• YOUR INSTRUCTIONS: From the entries that follow, pick out all lines holding "bowl".
[Opening DATA EXTRACT section]
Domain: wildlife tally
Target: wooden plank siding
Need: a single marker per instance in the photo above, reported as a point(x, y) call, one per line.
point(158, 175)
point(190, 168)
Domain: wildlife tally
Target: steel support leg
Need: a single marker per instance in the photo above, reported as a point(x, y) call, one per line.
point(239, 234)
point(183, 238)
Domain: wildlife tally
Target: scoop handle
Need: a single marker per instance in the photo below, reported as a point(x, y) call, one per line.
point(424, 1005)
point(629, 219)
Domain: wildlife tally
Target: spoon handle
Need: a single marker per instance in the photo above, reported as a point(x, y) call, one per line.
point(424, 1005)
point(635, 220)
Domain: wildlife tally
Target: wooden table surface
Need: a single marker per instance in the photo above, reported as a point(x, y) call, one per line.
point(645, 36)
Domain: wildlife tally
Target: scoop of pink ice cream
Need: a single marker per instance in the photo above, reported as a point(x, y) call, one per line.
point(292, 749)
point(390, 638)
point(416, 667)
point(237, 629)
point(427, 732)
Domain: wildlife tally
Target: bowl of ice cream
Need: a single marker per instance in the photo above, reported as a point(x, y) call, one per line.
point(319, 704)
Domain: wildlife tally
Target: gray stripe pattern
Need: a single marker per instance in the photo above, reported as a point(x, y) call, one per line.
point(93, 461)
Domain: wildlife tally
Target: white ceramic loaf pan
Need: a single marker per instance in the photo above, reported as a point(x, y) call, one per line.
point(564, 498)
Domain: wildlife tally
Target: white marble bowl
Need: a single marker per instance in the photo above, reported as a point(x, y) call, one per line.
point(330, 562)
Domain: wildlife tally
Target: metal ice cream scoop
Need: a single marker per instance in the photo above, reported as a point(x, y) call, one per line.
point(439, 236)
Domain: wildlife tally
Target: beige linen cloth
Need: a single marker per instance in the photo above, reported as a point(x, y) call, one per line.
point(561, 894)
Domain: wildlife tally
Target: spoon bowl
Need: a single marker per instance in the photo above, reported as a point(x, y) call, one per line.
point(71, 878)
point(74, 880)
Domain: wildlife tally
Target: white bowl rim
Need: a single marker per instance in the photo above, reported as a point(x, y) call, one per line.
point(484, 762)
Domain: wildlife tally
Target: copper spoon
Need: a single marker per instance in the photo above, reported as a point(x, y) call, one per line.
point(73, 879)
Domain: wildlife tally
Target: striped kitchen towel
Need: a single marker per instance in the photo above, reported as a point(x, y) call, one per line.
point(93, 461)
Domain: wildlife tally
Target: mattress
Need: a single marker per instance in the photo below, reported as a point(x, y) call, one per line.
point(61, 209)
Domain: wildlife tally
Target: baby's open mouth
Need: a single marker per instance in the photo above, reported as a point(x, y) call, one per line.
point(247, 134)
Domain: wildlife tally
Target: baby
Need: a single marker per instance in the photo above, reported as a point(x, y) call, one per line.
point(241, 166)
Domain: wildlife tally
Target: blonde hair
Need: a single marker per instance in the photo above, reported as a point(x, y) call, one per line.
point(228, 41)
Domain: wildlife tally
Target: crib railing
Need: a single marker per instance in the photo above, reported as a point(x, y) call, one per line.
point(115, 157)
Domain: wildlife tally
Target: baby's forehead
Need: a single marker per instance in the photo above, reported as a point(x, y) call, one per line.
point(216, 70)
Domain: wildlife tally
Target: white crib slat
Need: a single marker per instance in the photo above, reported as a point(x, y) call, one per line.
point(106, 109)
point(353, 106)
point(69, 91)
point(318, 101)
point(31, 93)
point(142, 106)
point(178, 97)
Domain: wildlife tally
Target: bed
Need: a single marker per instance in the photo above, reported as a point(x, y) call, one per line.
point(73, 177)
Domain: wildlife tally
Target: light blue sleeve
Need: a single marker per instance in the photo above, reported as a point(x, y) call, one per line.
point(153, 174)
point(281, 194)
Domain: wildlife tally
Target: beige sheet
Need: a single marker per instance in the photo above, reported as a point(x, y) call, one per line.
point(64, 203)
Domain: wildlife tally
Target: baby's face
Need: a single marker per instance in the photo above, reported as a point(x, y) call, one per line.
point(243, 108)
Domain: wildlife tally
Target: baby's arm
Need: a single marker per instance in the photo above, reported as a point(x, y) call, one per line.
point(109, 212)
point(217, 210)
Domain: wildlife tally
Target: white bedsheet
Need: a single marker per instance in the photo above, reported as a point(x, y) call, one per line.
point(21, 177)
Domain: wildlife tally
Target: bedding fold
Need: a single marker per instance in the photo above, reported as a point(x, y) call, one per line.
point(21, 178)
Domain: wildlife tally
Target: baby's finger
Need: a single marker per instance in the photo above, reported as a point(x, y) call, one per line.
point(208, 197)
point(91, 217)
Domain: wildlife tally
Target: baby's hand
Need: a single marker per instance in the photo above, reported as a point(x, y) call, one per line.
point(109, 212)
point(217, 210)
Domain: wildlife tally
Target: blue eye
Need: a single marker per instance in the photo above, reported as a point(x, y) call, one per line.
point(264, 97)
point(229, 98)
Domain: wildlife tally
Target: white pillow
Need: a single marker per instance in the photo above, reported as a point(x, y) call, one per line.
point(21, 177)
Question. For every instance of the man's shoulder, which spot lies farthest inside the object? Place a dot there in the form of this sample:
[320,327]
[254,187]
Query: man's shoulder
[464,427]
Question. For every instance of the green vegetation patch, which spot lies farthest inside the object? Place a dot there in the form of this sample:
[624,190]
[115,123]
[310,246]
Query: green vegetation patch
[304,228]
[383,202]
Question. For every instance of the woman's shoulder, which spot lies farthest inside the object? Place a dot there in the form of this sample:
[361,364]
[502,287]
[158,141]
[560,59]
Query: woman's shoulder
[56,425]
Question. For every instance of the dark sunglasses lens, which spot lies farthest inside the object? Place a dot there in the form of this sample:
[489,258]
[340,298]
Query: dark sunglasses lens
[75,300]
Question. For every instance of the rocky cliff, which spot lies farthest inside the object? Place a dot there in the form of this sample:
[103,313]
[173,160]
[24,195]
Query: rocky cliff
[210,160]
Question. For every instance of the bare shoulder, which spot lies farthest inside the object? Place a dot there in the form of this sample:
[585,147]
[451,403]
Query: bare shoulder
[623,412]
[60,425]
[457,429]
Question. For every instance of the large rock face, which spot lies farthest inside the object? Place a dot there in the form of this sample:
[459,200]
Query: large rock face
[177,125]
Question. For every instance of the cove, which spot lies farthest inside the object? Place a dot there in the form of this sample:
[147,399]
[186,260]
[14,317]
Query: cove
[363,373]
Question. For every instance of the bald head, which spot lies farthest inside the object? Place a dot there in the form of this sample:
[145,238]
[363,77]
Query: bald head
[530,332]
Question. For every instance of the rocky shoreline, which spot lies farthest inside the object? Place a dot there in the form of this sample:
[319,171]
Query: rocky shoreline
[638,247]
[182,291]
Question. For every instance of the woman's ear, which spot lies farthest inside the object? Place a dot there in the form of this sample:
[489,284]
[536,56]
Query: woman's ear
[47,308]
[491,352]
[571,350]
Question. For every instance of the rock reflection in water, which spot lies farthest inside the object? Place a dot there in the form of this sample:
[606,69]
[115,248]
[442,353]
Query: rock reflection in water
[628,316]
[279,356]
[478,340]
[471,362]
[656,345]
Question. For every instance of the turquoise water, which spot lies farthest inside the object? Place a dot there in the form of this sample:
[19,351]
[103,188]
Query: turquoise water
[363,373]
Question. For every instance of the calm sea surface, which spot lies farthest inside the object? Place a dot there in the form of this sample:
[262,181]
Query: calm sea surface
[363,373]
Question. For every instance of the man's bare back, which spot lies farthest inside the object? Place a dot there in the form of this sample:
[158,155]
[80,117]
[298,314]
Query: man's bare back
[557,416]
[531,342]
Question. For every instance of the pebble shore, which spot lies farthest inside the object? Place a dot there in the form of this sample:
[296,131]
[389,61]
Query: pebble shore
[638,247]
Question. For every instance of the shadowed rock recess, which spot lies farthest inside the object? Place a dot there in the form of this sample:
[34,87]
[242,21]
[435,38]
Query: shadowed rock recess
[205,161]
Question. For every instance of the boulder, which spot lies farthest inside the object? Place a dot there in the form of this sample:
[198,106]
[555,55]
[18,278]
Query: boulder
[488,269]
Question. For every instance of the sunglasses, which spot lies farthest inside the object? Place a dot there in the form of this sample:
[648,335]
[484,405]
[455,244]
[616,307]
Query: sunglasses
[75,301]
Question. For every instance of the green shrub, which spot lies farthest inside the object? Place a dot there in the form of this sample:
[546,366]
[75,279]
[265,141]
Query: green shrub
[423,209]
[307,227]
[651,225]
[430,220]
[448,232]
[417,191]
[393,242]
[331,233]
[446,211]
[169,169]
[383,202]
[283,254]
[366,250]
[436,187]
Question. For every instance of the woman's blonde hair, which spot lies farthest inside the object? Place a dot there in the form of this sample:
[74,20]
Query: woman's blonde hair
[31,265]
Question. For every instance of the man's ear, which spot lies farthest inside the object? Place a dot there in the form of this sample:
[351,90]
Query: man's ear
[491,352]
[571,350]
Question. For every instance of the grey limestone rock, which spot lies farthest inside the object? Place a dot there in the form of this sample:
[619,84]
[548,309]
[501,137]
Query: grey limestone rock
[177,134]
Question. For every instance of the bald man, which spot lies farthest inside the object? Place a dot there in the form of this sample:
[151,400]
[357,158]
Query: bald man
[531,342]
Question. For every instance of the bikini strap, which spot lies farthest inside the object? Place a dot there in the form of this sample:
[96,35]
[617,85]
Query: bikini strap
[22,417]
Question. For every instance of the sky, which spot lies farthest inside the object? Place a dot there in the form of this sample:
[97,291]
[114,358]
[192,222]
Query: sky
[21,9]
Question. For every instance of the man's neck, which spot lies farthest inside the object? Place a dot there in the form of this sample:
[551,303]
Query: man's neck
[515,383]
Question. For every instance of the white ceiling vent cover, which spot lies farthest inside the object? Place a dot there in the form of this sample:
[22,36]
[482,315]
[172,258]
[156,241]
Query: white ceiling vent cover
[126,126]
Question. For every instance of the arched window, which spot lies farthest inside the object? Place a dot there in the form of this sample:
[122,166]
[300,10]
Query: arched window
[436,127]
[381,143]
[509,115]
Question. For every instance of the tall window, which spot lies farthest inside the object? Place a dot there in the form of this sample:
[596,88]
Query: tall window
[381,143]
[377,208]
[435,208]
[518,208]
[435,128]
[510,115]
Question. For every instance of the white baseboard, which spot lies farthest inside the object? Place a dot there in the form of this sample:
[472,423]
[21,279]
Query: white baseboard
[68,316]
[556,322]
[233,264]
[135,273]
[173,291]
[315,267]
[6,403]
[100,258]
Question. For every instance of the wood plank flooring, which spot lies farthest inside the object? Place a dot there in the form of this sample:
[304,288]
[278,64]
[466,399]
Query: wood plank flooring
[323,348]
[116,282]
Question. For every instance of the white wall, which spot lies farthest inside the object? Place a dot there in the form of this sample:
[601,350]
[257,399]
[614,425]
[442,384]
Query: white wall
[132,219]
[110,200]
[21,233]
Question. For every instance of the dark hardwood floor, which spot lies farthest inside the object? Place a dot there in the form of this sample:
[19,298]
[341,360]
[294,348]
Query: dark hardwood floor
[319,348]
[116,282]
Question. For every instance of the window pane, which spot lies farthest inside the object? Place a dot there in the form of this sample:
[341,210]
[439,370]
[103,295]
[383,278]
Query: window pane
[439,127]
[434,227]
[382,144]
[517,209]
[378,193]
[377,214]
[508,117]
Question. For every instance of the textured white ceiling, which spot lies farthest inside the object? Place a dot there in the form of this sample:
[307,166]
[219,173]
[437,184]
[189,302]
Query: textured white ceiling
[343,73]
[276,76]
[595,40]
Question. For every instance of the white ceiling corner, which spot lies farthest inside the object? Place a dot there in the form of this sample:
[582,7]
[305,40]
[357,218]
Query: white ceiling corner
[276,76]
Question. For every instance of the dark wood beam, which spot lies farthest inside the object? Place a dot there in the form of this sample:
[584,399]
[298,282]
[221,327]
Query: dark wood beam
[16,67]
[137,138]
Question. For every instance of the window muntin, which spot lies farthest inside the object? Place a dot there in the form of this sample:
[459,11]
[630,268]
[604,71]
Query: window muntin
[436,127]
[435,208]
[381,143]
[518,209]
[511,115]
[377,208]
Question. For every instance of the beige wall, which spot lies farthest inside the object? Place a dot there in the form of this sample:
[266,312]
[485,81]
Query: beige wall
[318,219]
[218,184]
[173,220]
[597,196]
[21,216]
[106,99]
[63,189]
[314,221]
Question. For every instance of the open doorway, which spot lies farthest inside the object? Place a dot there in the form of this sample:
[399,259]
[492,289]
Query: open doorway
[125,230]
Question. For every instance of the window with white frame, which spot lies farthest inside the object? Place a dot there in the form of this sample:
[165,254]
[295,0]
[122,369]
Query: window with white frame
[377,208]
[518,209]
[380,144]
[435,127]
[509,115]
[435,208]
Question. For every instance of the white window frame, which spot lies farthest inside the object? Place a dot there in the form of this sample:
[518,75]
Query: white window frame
[Closing DATA EXTRACT section]
• REPLY TO THE TASK:
Target: bowl of ice cream
Target: white marble bowl
Target: spoon bowl
Target: white bowl rim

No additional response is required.